_What is needed_: List every line in the entries below that contains the string "certificate". The match is case-sensitive.

_Material supplied_:
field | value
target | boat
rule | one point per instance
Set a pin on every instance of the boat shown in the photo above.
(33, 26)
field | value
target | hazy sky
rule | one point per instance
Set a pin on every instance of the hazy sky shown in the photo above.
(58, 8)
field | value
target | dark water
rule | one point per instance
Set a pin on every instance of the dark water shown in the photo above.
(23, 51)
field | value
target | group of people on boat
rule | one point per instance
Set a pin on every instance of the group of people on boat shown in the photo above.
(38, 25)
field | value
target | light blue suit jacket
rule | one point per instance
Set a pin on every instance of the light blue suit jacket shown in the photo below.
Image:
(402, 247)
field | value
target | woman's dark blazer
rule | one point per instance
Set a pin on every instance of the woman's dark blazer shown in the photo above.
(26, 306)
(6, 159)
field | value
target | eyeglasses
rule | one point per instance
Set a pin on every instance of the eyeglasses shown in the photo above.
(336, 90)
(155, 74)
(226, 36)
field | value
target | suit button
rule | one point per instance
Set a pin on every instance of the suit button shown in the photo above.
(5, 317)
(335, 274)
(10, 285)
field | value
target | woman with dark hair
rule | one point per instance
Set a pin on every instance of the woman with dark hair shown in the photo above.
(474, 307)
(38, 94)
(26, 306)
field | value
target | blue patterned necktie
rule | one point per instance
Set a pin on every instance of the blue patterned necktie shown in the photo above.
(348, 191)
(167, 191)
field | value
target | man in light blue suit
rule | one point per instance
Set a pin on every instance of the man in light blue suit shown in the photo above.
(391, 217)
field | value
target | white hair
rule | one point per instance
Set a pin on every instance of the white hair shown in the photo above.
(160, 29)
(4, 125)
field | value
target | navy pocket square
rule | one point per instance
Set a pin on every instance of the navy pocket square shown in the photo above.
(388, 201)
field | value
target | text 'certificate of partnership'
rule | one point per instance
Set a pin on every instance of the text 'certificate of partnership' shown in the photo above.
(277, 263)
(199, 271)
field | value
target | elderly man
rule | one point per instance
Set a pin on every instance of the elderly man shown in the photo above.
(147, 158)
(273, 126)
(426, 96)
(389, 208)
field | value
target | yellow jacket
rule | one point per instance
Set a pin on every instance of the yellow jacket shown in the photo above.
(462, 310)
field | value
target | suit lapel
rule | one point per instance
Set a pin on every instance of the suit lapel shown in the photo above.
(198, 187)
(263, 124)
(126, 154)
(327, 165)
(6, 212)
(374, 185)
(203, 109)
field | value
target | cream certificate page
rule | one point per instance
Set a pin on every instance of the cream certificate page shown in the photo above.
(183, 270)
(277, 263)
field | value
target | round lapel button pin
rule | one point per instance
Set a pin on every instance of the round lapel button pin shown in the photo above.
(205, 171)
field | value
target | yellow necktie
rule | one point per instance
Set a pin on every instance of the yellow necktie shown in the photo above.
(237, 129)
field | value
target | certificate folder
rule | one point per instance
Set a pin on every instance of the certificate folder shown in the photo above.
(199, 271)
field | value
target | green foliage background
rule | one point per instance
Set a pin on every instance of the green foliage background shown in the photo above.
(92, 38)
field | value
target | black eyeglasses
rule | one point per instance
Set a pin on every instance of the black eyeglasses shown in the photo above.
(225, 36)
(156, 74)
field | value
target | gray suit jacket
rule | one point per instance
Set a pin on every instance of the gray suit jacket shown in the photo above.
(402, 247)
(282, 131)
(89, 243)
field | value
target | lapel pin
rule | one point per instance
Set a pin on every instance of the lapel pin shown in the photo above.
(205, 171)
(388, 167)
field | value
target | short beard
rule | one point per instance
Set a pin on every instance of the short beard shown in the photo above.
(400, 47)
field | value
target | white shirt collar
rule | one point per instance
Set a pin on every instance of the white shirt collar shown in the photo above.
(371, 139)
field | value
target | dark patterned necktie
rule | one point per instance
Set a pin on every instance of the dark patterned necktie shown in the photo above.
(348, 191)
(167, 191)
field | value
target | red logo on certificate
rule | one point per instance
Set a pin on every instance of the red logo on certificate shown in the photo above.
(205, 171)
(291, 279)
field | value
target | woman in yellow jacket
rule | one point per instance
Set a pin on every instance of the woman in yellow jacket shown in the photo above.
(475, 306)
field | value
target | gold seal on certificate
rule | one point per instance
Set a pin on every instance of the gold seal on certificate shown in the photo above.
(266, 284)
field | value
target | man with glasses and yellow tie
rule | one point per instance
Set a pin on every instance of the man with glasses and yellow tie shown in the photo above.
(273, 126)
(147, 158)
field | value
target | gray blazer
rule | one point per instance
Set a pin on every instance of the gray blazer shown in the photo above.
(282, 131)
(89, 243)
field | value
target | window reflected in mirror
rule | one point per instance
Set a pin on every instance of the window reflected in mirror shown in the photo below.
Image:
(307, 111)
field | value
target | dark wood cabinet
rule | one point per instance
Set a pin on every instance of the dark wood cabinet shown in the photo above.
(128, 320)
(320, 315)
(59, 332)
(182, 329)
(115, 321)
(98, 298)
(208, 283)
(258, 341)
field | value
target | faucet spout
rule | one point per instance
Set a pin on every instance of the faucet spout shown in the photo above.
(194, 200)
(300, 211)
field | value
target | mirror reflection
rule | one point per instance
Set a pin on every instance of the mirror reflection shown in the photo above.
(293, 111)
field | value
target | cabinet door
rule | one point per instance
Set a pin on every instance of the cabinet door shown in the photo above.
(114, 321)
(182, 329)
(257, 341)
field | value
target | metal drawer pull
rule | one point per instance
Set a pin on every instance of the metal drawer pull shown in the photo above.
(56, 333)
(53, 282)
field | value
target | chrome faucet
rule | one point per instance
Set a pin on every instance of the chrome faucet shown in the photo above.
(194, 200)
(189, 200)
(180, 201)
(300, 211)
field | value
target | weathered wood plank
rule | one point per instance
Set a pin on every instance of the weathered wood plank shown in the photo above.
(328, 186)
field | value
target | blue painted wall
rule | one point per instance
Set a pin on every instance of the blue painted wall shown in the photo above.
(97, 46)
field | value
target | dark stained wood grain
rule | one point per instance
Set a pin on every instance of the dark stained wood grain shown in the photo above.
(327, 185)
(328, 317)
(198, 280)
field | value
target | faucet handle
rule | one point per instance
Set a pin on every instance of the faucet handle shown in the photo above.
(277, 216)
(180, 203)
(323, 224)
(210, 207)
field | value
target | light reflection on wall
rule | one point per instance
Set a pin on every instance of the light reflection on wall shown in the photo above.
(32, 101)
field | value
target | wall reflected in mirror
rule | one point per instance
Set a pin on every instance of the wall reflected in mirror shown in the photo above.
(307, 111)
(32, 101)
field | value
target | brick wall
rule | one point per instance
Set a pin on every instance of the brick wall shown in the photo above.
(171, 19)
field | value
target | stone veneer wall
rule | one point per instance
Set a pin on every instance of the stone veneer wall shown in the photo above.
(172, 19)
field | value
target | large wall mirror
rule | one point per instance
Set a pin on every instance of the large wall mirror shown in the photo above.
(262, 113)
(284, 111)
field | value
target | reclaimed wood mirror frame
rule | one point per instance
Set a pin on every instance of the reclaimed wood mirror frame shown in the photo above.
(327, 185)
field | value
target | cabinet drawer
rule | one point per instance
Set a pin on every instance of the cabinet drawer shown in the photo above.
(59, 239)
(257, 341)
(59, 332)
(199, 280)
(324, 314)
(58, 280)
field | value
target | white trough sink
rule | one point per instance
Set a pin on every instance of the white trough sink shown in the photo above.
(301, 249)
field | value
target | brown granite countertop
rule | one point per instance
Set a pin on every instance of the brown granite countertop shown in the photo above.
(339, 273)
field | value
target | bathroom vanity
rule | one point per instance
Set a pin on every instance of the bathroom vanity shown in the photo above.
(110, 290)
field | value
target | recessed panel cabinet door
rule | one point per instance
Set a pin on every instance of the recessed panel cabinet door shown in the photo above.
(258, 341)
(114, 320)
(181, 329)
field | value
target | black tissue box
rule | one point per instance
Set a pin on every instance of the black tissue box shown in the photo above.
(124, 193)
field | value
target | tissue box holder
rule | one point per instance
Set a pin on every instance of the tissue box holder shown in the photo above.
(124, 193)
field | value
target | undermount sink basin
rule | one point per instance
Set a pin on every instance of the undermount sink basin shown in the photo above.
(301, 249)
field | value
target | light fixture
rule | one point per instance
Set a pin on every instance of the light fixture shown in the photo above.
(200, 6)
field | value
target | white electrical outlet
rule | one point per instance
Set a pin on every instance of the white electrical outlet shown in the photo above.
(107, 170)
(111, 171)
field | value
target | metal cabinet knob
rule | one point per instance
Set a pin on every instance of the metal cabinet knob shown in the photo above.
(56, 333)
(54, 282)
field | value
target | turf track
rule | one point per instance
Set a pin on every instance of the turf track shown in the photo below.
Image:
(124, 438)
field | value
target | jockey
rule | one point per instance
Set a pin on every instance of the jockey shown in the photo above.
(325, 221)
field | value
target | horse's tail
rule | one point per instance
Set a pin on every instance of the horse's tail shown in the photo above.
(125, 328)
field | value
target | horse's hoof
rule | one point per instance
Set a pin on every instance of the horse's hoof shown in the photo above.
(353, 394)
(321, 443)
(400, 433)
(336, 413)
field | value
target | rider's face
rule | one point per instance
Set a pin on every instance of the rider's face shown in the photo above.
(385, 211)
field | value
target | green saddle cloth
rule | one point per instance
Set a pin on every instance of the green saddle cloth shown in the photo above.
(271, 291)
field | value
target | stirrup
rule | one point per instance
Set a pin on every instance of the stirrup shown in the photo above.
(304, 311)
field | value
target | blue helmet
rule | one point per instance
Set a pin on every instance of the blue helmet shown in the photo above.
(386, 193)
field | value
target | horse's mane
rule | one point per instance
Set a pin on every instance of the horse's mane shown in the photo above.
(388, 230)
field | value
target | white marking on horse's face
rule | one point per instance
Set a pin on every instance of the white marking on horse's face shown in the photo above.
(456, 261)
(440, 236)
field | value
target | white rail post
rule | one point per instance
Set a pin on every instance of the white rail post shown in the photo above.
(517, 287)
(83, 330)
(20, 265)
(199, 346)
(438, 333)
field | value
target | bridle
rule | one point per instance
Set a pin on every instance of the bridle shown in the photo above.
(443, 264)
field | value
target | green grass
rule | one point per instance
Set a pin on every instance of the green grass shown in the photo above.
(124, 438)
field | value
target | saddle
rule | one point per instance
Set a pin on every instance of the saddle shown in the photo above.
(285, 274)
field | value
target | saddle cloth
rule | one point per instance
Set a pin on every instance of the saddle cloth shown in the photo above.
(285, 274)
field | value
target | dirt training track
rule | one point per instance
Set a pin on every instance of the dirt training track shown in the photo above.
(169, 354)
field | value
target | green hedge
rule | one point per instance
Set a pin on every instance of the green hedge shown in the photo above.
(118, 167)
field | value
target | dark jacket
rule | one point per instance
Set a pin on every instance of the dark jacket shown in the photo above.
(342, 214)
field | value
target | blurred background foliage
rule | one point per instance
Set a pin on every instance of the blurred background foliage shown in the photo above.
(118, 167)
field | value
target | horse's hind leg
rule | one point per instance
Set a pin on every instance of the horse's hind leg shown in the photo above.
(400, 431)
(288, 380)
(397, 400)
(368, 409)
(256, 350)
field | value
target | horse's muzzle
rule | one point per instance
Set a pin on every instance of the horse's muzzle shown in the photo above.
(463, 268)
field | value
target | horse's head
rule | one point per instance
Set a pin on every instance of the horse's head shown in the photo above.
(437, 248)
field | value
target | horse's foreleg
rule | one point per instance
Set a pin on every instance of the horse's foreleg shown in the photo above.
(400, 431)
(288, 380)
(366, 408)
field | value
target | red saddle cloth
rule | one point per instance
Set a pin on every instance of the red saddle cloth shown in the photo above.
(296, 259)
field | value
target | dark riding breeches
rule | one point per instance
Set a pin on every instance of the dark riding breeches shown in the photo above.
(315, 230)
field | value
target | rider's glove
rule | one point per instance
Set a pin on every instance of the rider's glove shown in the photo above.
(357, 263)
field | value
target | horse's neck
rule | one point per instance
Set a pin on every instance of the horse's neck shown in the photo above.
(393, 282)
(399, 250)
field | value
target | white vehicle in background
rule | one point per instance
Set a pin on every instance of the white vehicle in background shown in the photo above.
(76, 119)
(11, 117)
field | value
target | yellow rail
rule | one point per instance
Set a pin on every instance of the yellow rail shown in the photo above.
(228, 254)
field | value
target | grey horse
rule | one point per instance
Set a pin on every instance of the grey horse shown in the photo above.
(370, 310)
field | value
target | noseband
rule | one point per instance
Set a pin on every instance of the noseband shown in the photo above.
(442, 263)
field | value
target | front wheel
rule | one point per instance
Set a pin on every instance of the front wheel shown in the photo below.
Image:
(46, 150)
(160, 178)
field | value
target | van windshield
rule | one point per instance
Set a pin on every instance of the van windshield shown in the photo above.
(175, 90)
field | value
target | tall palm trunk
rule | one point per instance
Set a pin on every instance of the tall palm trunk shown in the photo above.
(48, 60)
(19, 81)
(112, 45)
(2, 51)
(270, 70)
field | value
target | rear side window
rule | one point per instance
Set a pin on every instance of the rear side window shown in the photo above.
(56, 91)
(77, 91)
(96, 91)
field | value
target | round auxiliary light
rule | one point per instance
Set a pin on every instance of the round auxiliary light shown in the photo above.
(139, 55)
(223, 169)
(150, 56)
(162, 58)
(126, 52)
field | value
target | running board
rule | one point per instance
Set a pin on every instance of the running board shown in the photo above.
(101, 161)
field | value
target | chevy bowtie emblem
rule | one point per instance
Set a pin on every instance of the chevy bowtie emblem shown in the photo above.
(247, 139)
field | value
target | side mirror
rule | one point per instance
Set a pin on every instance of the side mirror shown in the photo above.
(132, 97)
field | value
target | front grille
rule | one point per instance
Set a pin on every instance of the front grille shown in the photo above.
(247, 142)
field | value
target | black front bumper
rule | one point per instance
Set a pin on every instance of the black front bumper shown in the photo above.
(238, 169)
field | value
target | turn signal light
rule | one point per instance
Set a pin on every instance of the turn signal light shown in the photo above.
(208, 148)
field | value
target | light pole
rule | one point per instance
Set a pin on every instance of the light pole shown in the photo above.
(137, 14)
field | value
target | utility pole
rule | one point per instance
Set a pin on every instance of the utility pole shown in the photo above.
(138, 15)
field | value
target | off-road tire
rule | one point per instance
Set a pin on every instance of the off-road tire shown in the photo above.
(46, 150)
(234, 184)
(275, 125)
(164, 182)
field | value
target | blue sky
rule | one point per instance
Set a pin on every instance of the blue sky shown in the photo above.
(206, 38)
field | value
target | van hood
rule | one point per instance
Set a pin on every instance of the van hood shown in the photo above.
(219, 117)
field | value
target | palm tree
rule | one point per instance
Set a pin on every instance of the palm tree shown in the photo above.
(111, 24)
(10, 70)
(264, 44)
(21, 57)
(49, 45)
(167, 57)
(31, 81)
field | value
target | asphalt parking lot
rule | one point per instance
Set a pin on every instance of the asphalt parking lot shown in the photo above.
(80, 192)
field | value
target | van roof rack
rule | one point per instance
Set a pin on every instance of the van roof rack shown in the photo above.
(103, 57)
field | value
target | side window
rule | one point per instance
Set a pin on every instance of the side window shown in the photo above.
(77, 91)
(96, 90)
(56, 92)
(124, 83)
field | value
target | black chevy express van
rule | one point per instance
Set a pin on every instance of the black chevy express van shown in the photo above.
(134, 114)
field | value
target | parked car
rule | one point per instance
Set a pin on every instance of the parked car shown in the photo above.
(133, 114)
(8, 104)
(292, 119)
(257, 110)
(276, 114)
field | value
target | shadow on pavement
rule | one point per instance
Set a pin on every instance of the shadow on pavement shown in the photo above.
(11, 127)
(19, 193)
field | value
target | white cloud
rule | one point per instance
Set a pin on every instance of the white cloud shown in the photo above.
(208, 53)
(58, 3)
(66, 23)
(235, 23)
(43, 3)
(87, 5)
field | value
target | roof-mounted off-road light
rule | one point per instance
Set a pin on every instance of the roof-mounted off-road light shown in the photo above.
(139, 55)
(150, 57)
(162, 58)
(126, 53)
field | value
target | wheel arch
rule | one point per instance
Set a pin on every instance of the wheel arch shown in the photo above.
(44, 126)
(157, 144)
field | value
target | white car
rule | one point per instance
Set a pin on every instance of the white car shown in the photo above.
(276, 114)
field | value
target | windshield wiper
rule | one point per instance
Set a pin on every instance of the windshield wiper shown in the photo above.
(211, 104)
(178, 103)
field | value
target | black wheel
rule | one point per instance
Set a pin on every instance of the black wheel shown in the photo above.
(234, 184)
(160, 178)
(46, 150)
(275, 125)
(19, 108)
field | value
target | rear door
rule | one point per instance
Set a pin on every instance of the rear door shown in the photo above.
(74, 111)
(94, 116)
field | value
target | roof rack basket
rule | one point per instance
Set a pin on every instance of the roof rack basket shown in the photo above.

_Solution for this problem_:
target | text 'certificate of partnership'
Set a pin on every instance of the text 'certificate of partnership' shown in the photo above.
target | cream certificate page
Set a pin on every instance of the cream certificate page shown in the photo above.
target | certificate folder
Set a pin on every instance of the certificate folder shown in the photo above.
target | red logo on certificate
Set a pin on every instance of the red logo on certificate shown in the photo above.
target | gold seal on certificate
Set a pin on every instance of the gold seal on certificate shown in the photo above.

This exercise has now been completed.